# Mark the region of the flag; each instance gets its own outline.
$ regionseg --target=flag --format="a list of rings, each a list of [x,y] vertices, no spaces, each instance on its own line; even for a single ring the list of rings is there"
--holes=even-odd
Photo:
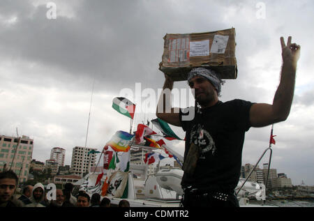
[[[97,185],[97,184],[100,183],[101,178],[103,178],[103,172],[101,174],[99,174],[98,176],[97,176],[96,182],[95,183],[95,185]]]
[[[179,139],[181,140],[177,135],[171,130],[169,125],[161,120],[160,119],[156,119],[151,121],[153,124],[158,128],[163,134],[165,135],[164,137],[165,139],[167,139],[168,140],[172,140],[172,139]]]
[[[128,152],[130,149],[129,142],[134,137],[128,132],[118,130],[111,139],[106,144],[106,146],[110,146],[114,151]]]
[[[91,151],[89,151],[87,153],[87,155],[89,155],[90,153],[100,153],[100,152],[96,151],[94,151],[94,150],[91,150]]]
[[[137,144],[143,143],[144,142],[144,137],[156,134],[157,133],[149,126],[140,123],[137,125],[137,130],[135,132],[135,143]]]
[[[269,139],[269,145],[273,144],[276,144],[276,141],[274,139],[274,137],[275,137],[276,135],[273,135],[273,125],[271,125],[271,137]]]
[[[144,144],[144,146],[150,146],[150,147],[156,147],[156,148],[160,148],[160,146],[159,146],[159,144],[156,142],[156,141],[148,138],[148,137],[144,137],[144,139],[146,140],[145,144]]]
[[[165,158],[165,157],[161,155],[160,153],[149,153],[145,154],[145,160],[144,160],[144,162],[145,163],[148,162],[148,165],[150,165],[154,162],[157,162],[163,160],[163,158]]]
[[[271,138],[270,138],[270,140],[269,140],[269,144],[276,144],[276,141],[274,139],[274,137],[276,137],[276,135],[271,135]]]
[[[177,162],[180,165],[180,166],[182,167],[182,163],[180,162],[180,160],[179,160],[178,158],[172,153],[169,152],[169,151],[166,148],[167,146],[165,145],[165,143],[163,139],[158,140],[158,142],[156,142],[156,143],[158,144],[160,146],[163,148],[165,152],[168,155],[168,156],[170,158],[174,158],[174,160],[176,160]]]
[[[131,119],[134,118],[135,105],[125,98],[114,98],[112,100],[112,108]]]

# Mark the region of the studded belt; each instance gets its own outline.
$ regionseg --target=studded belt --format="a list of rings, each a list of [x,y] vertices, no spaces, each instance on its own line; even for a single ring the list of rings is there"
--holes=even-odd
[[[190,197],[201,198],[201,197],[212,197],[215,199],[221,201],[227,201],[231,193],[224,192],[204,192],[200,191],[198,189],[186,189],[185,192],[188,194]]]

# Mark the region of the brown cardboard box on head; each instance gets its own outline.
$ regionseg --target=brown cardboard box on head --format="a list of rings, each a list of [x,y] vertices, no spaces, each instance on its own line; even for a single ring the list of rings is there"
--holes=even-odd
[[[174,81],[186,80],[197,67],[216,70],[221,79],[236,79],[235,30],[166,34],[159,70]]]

= = = = = = =

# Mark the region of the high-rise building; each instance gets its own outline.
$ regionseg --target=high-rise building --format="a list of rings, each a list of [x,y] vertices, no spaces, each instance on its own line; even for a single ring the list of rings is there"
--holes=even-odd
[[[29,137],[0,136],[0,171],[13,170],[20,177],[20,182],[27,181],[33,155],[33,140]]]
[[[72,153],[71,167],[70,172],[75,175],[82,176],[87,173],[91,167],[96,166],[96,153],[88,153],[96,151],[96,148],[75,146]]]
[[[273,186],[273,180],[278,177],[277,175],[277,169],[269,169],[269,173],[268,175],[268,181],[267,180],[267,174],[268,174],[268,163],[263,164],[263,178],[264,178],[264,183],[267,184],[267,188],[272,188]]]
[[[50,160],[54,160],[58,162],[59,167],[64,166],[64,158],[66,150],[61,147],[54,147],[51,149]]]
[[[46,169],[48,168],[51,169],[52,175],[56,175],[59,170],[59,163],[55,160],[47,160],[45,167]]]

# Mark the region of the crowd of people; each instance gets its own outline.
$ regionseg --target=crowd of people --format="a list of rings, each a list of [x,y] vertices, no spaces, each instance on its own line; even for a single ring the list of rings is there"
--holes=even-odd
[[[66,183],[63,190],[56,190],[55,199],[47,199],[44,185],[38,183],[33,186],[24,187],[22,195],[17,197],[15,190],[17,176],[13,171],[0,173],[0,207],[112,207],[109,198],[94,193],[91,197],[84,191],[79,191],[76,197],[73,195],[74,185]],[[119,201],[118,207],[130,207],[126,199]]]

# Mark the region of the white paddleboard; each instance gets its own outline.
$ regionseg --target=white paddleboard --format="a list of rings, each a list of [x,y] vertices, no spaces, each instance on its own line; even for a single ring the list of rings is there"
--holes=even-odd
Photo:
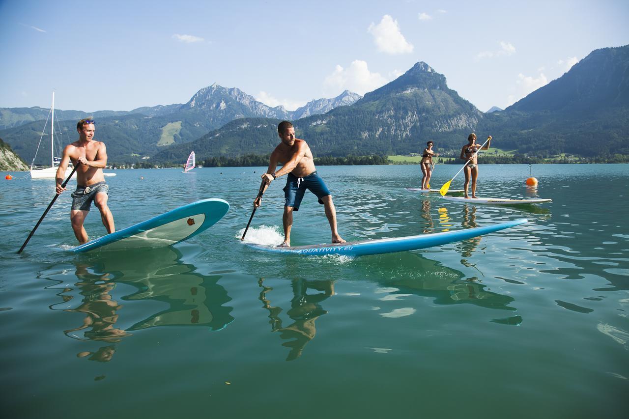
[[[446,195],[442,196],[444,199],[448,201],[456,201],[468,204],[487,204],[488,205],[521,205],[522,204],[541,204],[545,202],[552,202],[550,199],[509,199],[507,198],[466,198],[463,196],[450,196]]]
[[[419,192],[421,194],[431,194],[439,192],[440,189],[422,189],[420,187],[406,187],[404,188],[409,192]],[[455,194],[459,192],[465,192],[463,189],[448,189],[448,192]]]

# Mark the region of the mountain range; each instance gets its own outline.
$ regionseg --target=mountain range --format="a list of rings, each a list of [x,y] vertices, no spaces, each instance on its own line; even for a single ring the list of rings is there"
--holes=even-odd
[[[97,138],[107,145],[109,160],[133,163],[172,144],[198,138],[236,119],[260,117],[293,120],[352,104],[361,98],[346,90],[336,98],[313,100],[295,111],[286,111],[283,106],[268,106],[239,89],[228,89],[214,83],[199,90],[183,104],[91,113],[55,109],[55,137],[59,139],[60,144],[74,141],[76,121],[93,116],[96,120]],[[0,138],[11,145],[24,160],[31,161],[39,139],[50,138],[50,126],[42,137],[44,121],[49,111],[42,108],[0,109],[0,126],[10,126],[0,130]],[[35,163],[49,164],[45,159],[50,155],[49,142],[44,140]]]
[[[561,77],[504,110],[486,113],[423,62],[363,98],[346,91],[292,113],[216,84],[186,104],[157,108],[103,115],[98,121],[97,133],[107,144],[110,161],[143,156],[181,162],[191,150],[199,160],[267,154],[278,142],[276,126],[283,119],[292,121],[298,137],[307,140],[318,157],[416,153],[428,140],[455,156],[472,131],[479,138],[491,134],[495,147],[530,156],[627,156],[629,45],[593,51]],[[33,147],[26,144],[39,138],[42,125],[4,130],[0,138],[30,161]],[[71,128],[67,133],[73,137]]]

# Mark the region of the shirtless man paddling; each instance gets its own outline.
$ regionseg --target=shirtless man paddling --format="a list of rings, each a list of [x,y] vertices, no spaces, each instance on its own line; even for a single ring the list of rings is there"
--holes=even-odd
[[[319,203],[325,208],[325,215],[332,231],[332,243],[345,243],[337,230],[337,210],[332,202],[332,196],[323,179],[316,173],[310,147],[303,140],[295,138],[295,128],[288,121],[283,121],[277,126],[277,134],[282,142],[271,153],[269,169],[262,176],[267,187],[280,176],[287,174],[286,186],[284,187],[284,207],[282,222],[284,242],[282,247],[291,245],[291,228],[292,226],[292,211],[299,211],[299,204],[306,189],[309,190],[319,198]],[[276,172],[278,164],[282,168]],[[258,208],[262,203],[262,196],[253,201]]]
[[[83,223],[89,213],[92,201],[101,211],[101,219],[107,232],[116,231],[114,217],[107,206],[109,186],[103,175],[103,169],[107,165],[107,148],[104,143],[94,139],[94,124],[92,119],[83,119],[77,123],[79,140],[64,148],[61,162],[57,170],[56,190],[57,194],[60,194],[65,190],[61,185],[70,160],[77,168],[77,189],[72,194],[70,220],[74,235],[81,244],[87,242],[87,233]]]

= = = = = = =

== Task goal ==
List every line in the data above that contains the word "brown".

== Response for this exercise ==
# Mark the region of the brown cardboard box on head; each instance gets its own outline.
$ regionseg --target=brown cardboard box on head --format="a list of rings, each a list of [x,y] vertices, no spaces, each instance on its own line; even for a single ring the list of rings is there"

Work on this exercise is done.